**WHAT THE TASK ASKS:** Copy the listing word for word, from its first line through the line containing "[[[68,71],[168,112],[259,94],[276,68],[275,0],[1,0],[0,28]]]", including both ends, and leave the pictures out of your copy.

**GIVEN DATA:**
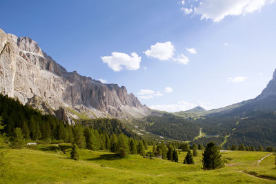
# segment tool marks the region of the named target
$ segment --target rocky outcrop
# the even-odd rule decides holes
[[[63,118],[66,114],[68,118],[130,119],[150,114],[124,86],[67,72],[34,41],[1,29],[0,76],[0,92],[47,113],[61,112]]]

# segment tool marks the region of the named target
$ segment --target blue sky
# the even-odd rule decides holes
[[[170,112],[255,97],[276,68],[272,0],[2,0],[0,28],[68,71]]]

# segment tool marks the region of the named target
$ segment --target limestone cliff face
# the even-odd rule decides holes
[[[68,118],[121,119],[150,114],[124,86],[103,84],[77,72],[68,72],[34,41],[17,38],[1,29],[0,77],[0,92],[48,113],[59,114],[62,108]]]

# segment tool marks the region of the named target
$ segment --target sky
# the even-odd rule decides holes
[[[68,71],[168,112],[259,94],[276,68],[275,0],[1,0],[0,28]]]

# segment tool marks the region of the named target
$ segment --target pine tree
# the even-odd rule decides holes
[[[144,147],[144,143],[141,141],[139,141],[137,145],[137,153],[141,156],[145,155],[145,147]]]
[[[22,133],[24,139],[30,139],[30,130],[28,127],[27,123],[26,121],[23,121],[22,124]]]
[[[259,146],[258,152],[264,152],[264,147],[262,145]]]
[[[198,146],[198,150],[202,150],[203,149],[204,149],[203,145],[201,143],[199,143]]]
[[[239,146],[239,148],[237,149],[239,151],[244,151],[245,150],[246,150],[246,147],[245,147],[245,146],[244,146],[244,144],[241,144]]]
[[[230,150],[233,150],[233,151],[237,150],[237,145],[233,145],[231,146]]]
[[[169,161],[172,161],[172,154],[173,154],[173,146],[171,144],[169,144],[168,146],[168,152],[167,152],[167,159]]]
[[[210,142],[205,147],[205,151],[203,154],[203,169],[215,170],[222,167],[224,163],[221,157],[219,149],[214,142]]]
[[[186,155],[184,159],[184,164],[195,164],[194,159],[193,158],[193,154],[190,150],[188,150],[187,154]]]
[[[78,161],[79,159],[79,147],[76,143],[75,143],[72,147],[71,159],[75,161]]]
[[[117,142],[117,136],[112,134],[110,139],[110,151],[115,152],[116,151],[116,145]]]
[[[108,134],[105,134],[106,136],[106,147],[107,150],[110,150],[110,139],[109,139],[109,136]]]
[[[83,130],[83,134],[86,139],[86,148],[93,150],[93,141],[92,138],[91,130],[88,127],[86,127]]]
[[[136,142],[134,141],[132,138],[130,139],[130,154],[137,154],[137,145],[136,145]]]
[[[253,145],[251,145],[251,146],[250,146],[250,150],[251,152],[255,152],[255,151],[256,151],[256,150],[255,149],[255,147],[254,147]]]
[[[148,143],[145,141],[145,139],[143,139],[143,144],[145,150],[148,150]]]
[[[181,145],[181,150],[183,152],[187,152],[190,150],[189,145],[187,143],[184,143]]]
[[[86,140],[83,136],[83,127],[81,125],[75,125],[73,130],[74,143],[77,144],[78,147],[82,149],[86,147]]]
[[[178,162],[178,154],[176,150],[173,150],[172,152],[172,161]]]
[[[197,156],[198,155],[198,151],[197,147],[193,147],[193,155]]]
[[[3,130],[4,130],[4,127],[5,125],[3,123],[3,119],[1,116],[0,116],[0,145],[3,143],[4,141],[3,134],[1,132]]]
[[[155,145],[154,145],[152,147],[152,153],[155,156],[157,155],[157,148],[156,147]]]
[[[24,144],[22,130],[20,127],[16,127],[14,130],[14,135],[12,137],[12,148],[21,149]]]
[[[128,138],[123,134],[118,136],[118,142],[116,146],[116,152],[121,157],[126,157],[128,152]]]

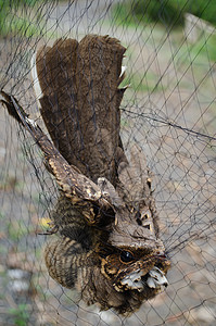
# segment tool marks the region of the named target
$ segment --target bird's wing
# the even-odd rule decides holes
[[[73,204],[80,205],[82,203],[84,216],[90,223],[94,223],[92,204],[97,204],[103,210],[110,209],[109,195],[104,193],[103,196],[103,191],[97,184],[67,163],[36,122],[28,117],[13,96],[9,96],[4,91],[0,93],[4,98],[1,102],[7,106],[9,114],[28,130],[40,147],[49,171],[54,175],[63,193],[72,200]]]
[[[33,60],[33,78],[48,131],[61,154],[94,181],[116,179],[125,48],[115,38],[60,39]]]

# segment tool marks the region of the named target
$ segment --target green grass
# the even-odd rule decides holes
[[[39,24],[39,22],[41,22],[40,14],[38,13],[34,20],[31,20],[27,12],[33,12],[34,5],[40,1],[41,0],[0,0],[0,35],[3,37],[8,35],[21,35],[25,37],[39,36],[42,32]],[[22,11],[24,5],[25,10]],[[23,14],[23,12],[25,12],[25,14]]]
[[[17,308],[9,309],[10,315],[13,315],[13,322],[16,326],[27,326],[29,321],[29,313],[26,304],[18,304]]]

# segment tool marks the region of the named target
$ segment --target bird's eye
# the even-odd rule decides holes
[[[134,254],[130,251],[122,251],[120,252],[120,261],[123,263],[129,263],[134,260]]]

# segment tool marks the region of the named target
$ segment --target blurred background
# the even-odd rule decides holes
[[[0,108],[0,325],[216,325],[216,2],[0,0],[0,88],[42,126],[30,59],[86,34],[127,48],[124,147],[138,143],[173,267],[169,286],[130,317],[87,308],[42,259],[58,197],[34,141]]]

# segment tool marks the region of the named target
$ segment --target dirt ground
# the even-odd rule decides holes
[[[110,34],[127,46],[131,86],[122,103],[122,136],[125,148],[142,147],[154,175],[161,235],[173,264],[169,286],[131,317],[120,317],[87,308],[48,276],[42,259],[48,237],[39,233],[56,188],[34,142],[0,108],[0,325],[214,326],[215,63],[192,58],[182,33],[114,24],[107,2],[90,3],[82,15],[87,1],[47,10],[47,30],[54,37],[68,30],[79,38]],[[12,89],[36,118],[28,62],[41,41],[0,40],[1,87]]]

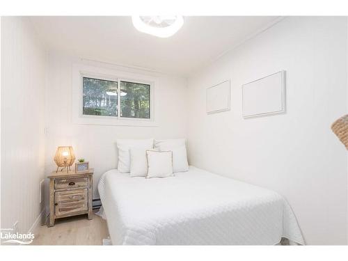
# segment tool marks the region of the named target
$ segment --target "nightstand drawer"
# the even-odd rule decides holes
[[[56,192],[56,203],[63,204],[87,199],[87,189]]]
[[[88,209],[87,189],[56,192],[55,214],[66,215]]]
[[[54,181],[54,189],[70,189],[87,187],[88,177],[76,177],[68,179],[56,179]]]

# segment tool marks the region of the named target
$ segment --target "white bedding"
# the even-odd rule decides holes
[[[111,170],[98,190],[113,244],[304,244],[279,194],[193,166],[151,179]]]

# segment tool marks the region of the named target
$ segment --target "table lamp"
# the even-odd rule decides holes
[[[54,156],[54,162],[57,164],[58,172],[59,168],[62,168],[61,171],[63,171],[65,168],[68,173],[70,170],[70,166],[75,161],[75,155],[72,146],[60,146],[57,148],[56,155]]]
[[[331,129],[348,150],[348,114],[333,122]]]

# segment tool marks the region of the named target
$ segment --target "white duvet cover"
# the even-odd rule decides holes
[[[279,194],[195,167],[150,179],[111,170],[98,190],[113,244],[304,244]]]

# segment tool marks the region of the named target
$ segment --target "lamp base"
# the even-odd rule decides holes
[[[70,166],[65,166],[65,167],[61,167],[61,172],[64,172],[64,170],[66,169],[66,172],[68,173],[69,173],[69,171],[71,171],[71,169],[70,169]],[[58,171],[59,171],[59,166],[57,167],[57,170],[56,171],[56,173],[58,173]]]

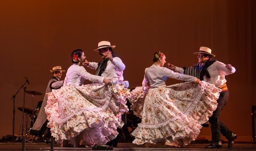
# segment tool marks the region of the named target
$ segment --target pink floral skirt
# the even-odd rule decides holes
[[[142,118],[133,132],[136,144],[195,140],[202,124],[217,107],[221,89],[204,81],[149,89],[137,87],[129,100],[131,109]]]
[[[47,94],[45,111],[55,141],[73,146],[105,144],[118,134],[121,116],[128,109],[129,90],[121,83],[65,85]]]

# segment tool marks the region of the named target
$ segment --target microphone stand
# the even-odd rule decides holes
[[[16,96],[17,95],[19,91],[20,91],[20,89],[21,89],[21,88],[24,87],[24,85],[25,85],[25,84],[26,84],[26,83],[27,83],[27,81],[26,81],[26,82],[25,82],[25,83],[23,84],[22,84],[21,87],[20,87],[20,89],[19,89],[18,91],[17,91],[17,92],[16,92],[16,93],[12,96],[12,98],[11,99],[11,100],[13,99],[13,116],[12,118],[12,140],[14,140],[15,139],[15,137],[14,136],[14,128],[15,125],[15,98],[16,97]]]

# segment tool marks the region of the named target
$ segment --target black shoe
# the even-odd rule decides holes
[[[222,143],[221,141],[218,141],[218,142],[212,142],[212,143],[204,147],[205,148],[221,148],[222,147]]]
[[[236,134],[232,132],[232,135],[228,139],[228,144],[227,144],[227,147],[230,148],[234,144],[234,141],[235,139],[236,139],[237,135]]]

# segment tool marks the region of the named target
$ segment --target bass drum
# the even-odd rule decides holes
[[[42,103],[43,103],[43,101],[40,101],[38,102],[36,105],[36,108],[35,110],[35,114],[37,117],[38,116],[38,114],[39,114],[39,112],[40,111],[40,109],[41,109],[41,106],[42,106]]]

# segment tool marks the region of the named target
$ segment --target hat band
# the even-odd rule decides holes
[[[205,51],[199,50],[199,52],[202,52],[208,53],[209,53],[209,54],[212,54],[212,53],[208,53],[208,52],[207,52],[207,51]]]
[[[105,46],[111,47],[111,46],[110,45],[102,45],[101,46],[99,46],[98,47],[98,48],[100,48],[100,47],[105,47]]]

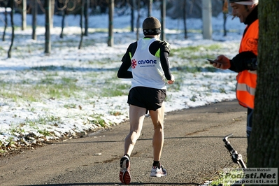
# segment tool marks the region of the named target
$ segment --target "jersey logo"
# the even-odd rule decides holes
[[[133,60],[131,61],[131,69],[136,69],[136,60],[135,59],[133,59]]]

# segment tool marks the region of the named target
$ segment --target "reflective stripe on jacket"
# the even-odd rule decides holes
[[[251,51],[257,56],[259,38],[259,20],[255,20],[248,28],[243,35],[239,52]],[[257,86],[257,71],[245,70],[236,76],[236,98],[239,104],[244,107],[254,108],[255,93]]]

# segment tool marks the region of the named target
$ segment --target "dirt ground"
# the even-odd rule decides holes
[[[161,159],[164,178],[150,178],[151,120],[131,156],[130,185],[200,185],[233,163],[223,138],[246,158],[246,109],[237,101],[168,113]],[[129,123],[87,136],[23,150],[0,157],[1,185],[118,185],[120,159]]]

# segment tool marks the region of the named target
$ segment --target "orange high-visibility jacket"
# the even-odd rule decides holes
[[[259,38],[259,20],[256,20],[248,28],[243,35],[239,52],[251,51],[257,56]],[[255,93],[257,86],[257,71],[245,70],[236,76],[236,98],[239,104],[254,109]]]

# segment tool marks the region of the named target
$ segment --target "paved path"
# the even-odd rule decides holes
[[[229,141],[245,159],[245,120],[246,109],[235,101],[167,113],[161,161],[168,176],[150,178],[152,127],[145,118],[131,155],[130,185],[199,185],[217,176],[223,168],[236,166],[224,147],[224,136],[234,134]],[[129,128],[126,123],[1,158],[0,185],[122,185],[119,164]]]

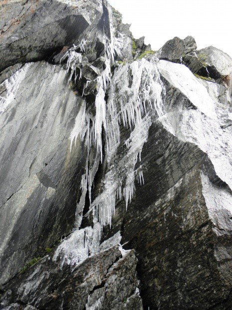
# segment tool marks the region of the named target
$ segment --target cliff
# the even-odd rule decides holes
[[[0,4],[1,308],[232,308],[232,59]]]

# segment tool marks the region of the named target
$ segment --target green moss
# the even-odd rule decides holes
[[[46,252],[49,254],[49,253],[50,253],[51,252],[51,251],[52,250],[52,249],[51,248],[46,248],[45,249],[45,250]]]
[[[198,55],[198,59],[200,60],[202,64],[207,67],[208,66],[208,64],[207,62],[206,62],[206,60],[207,59],[208,55],[207,54],[200,54]]]
[[[123,64],[123,66],[125,66],[126,64],[126,62],[121,62],[121,60],[119,60],[119,62],[117,62],[118,64]]]
[[[155,50],[146,50],[144,52],[143,52],[142,54],[141,54],[138,57],[138,59],[142,59],[142,58],[144,58],[144,57],[145,57],[147,55],[148,55],[149,54],[151,54],[152,55],[153,55],[154,54],[155,54],[155,52],[156,52]]]
[[[205,62],[207,58],[207,54],[198,54],[198,57],[201,62]]]
[[[196,78],[202,78],[202,80],[208,80],[208,81],[212,81],[213,80],[213,78],[209,78],[209,77],[207,78],[207,76],[199,76],[198,74],[197,74],[196,73],[195,73],[194,74]]]
[[[119,20],[121,22],[122,18],[122,14],[121,14],[121,13],[119,12],[117,10],[115,10],[114,8],[112,8],[112,11],[113,15],[114,16],[114,17]]]
[[[31,266],[33,266],[33,265],[36,264],[36,262],[38,262],[40,260],[41,258],[42,258],[38,256],[37,258],[32,258],[31,260],[30,260],[30,262],[29,262],[26,264],[25,266],[24,266],[23,268],[21,269],[19,272],[19,274],[23,274],[25,272],[28,270],[30,267],[31,267]]]
[[[136,50],[137,49],[137,47],[136,43],[135,42],[135,39],[133,39],[132,42],[133,42],[132,43],[132,50],[133,50],[132,55],[134,56],[135,54],[136,54]]]

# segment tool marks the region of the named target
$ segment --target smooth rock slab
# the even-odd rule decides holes
[[[79,140],[70,151],[83,99],[65,71],[30,63],[11,78],[0,99],[1,282],[72,228],[85,164]]]

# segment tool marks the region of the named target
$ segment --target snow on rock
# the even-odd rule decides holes
[[[208,116],[216,118],[214,101],[188,68],[166,60],[160,60],[158,68],[162,75],[184,94],[193,104]]]

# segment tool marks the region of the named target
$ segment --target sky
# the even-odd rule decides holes
[[[174,36],[192,36],[198,49],[214,46],[232,57],[232,0],[108,0],[131,24],[134,36],[159,50]]]

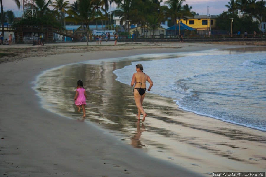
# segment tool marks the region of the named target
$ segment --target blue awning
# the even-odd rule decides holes
[[[168,28],[166,29],[166,30],[175,30],[176,29],[176,27],[175,25],[173,25],[171,27],[169,27]],[[187,25],[186,25],[182,22],[180,22],[180,30],[190,30],[191,31],[192,31],[193,30],[196,30],[196,29],[193,28],[192,28],[191,27],[190,27]],[[176,25],[176,30],[179,30],[179,25],[178,23]]]

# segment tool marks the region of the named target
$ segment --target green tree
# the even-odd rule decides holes
[[[256,2],[256,6],[255,16],[259,22],[259,26],[261,27],[262,22],[266,20],[266,2],[261,0]]]
[[[65,1],[65,0],[55,0],[55,1],[50,6],[53,7],[53,10],[56,10],[56,12],[59,13],[61,24],[63,25],[63,19],[65,18],[66,11],[71,8],[69,1]]]
[[[249,8],[249,0],[236,0],[236,3],[241,11],[245,14]]]
[[[74,3],[72,4],[70,6],[71,9],[74,10],[77,13],[78,12],[77,1],[77,0],[76,0],[76,1],[74,1]]]
[[[87,45],[89,45],[89,35],[90,31],[89,24],[90,23],[101,20],[105,20],[105,17],[100,16],[101,13],[97,11],[94,8],[94,4],[93,0],[78,0],[78,13],[72,9],[67,11],[69,16],[66,17],[66,20],[74,22],[76,24],[81,23],[85,28]],[[99,16],[98,17],[97,17]]]
[[[51,3],[51,0],[48,0],[47,3],[45,1],[46,0],[35,0],[35,8],[37,10],[37,16],[39,17],[42,17],[50,11],[48,6]]]
[[[154,35],[156,30],[161,26],[161,22],[164,18],[163,14],[162,13],[158,15],[155,13],[148,15],[147,17],[147,26],[151,30],[153,35]]]
[[[243,34],[245,31],[248,33],[253,33],[254,30],[259,30],[258,22],[253,21],[251,17],[246,15],[239,18],[236,14],[224,12],[216,19],[216,24],[217,29],[226,30],[228,34],[231,33],[231,21],[230,19],[233,18],[233,34],[236,34],[239,30]]]
[[[14,12],[12,10],[7,10],[6,12],[8,23],[12,23],[15,19],[15,15]]]
[[[138,10],[136,4],[136,0],[123,0],[122,3],[118,3],[119,5],[117,9],[119,16],[121,19],[124,22],[125,25],[128,25],[128,29],[129,29],[129,20],[134,20],[134,17],[136,17]]]
[[[17,6],[18,8],[20,9],[20,0],[13,0],[14,1]],[[3,2],[2,0],[0,0],[0,4],[1,5],[1,18],[2,19],[2,33],[4,35],[4,13],[3,10]]]
[[[228,12],[230,13],[234,13],[237,11],[239,6],[235,0],[230,0],[230,2],[228,2],[228,4],[226,4],[225,6],[228,8]]]

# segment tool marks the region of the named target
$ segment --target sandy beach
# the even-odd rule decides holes
[[[113,44],[0,46],[2,52],[16,54],[3,57],[0,63],[0,176],[208,176],[214,171],[265,171],[265,132],[184,111],[173,104],[172,99],[149,93],[144,106],[149,116],[144,124],[138,124],[134,119],[136,108],[132,95],[120,91],[123,96],[119,99],[118,94],[111,91],[117,84],[125,90],[131,89],[118,83],[110,74],[122,65],[103,62],[98,68],[92,65],[87,68],[86,79],[98,77],[90,86],[92,91],[89,98],[93,103],[87,105],[87,114],[92,115],[86,117],[86,121],[73,118],[66,112],[64,114],[45,109],[43,103],[46,99],[33,89],[37,77],[44,71],[88,60],[212,49],[265,51],[265,46],[186,43],[121,43],[114,46]],[[91,73],[91,71],[95,72]],[[100,95],[100,99],[96,95]],[[64,99],[55,101],[67,100],[65,98],[69,96],[62,96]],[[180,123],[169,127],[171,125],[158,118],[160,117]],[[109,124],[103,121],[107,117],[113,118],[114,122],[118,117],[121,121],[119,123],[123,125],[127,124],[123,121],[132,117],[128,123],[130,126],[123,128],[134,128],[136,133],[122,135],[118,128],[111,130]],[[158,126],[174,132],[169,135],[173,140],[164,136],[155,136],[153,130],[149,131]],[[125,136],[129,137],[121,140]],[[149,142],[147,146],[147,142],[146,147],[139,148],[148,137],[153,138],[153,144]],[[162,142],[175,148],[158,150],[156,145]]]

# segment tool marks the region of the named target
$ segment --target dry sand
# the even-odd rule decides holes
[[[117,138],[93,124],[68,118],[42,108],[40,99],[32,88],[36,76],[46,70],[88,60],[142,53],[243,47],[194,43],[124,44],[116,47],[66,46],[62,44],[48,45],[47,47],[26,45],[8,46],[12,47],[14,52],[21,49],[22,50],[20,51],[23,53],[13,58],[13,62],[6,61],[0,64],[2,138],[0,140],[0,175],[4,176],[151,177],[202,175],[200,170],[195,173],[192,171],[197,171],[197,170],[189,169],[192,170],[190,171],[188,170],[189,168],[186,169],[151,157],[118,141]],[[2,49],[1,46],[0,48]],[[6,46],[4,47],[5,49],[7,48]],[[118,48],[120,48],[118,50]],[[29,55],[31,52],[33,54],[30,55]],[[28,55],[31,56],[28,57]],[[155,99],[147,97],[145,101],[153,102]],[[163,104],[167,101],[165,102]],[[178,109],[177,107],[173,108]],[[208,146],[218,145],[218,142],[222,142],[221,144],[223,145],[218,146],[217,148],[218,154],[218,151],[226,152],[226,147],[231,146],[235,148],[234,153],[239,157],[236,161],[242,163],[234,163],[233,161],[229,164],[232,168],[225,169],[225,171],[233,170],[235,165],[243,165],[236,167],[237,169],[242,168],[243,171],[246,169],[249,171],[250,169],[248,168],[250,167],[246,167],[251,166],[248,165],[251,162],[243,159],[257,155],[256,158],[260,161],[255,162],[257,163],[258,168],[254,169],[265,171],[265,166],[264,167],[262,166],[265,165],[264,162],[266,159],[265,143],[260,140],[262,137],[262,140],[263,137],[266,137],[265,132],[215,120],[212,122],[215,124],[208,132],[204,130],[206,125],[213,119],[181,110],[179,110],[179,114],[181,115],[176,119],[189,118],[187,119],[189,122],[186,125],[175,127],[182,129],[184,142],[188,137],[193,137],[196,146],[205,145],[205,147],[199,147],[202,149],[207,148]],[[198,121],[199,119],[200,121]],[[155,121],[151,122],[151,123],[156,123]],[[224,127],[225,124],[226,128]],[[193,128],[195,127],[197,128]],[[211,133],[218,130],[219,130],[220,134]],[[225,134],[230,132],[232,135],[234,132],[235,132],[234,137]],[[241,136],[250,139],[240,138]],[[187,145],[179,145],[183,147],[181,149],[183,150],[183,157],[194,158],[204,162],[206,159],[207,161],[208,158],[218,157],[215,160],[215,166],[220,166],[228,163],[219,157],[227,155],[226,154],[223,155],[221,153],[218,155],[206,157],[203,150],[190,151]],[[181,157],[180,160],[186,159]],[[210,163],[214,161],[210,160]],[[256,166],[256,164],[254,165]],[[206,164],[205,168],[207,168],[208,165]],[[215,169],[213,170],[215,171]]]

**SOLUTION FOR THIS PROBLEM:**
# segment tool marks the region of the named target
$ segment --target rocky outcrop
# the even-odd rule decides holes
[[[63,118],[66,114],[68,118],[130,119],[150,114],[124,86],[67,72],[34,41],[1,29],[0,76],[0,92],[47,113],[61,112]]]

# segment tool marks the region of the named target
$ segment --target blue sky
# the even-odd rule decides holes
[[[170,112],[255,97],[276,68],[272,0],[2,0],[0,28],[68,71]]]

# segment tool marks the region of the named target
$ segment --target limestone cliff face
# the even-odd rule decides holes
[[[68,118],[121,119],[150,114],[124,86],[103,84],[77,72],[68,72],[34,41],[17,38],[1,29],[0,77],[0,92],[48,113],[59,114],[62,108]]]

# segment tool marks the region of the named target
$ segment --target sky
# the even-odd rule decides holes
[[[68,71],[168,112],[259,94],[276,68],[275,0],[1,0],[0,28]]]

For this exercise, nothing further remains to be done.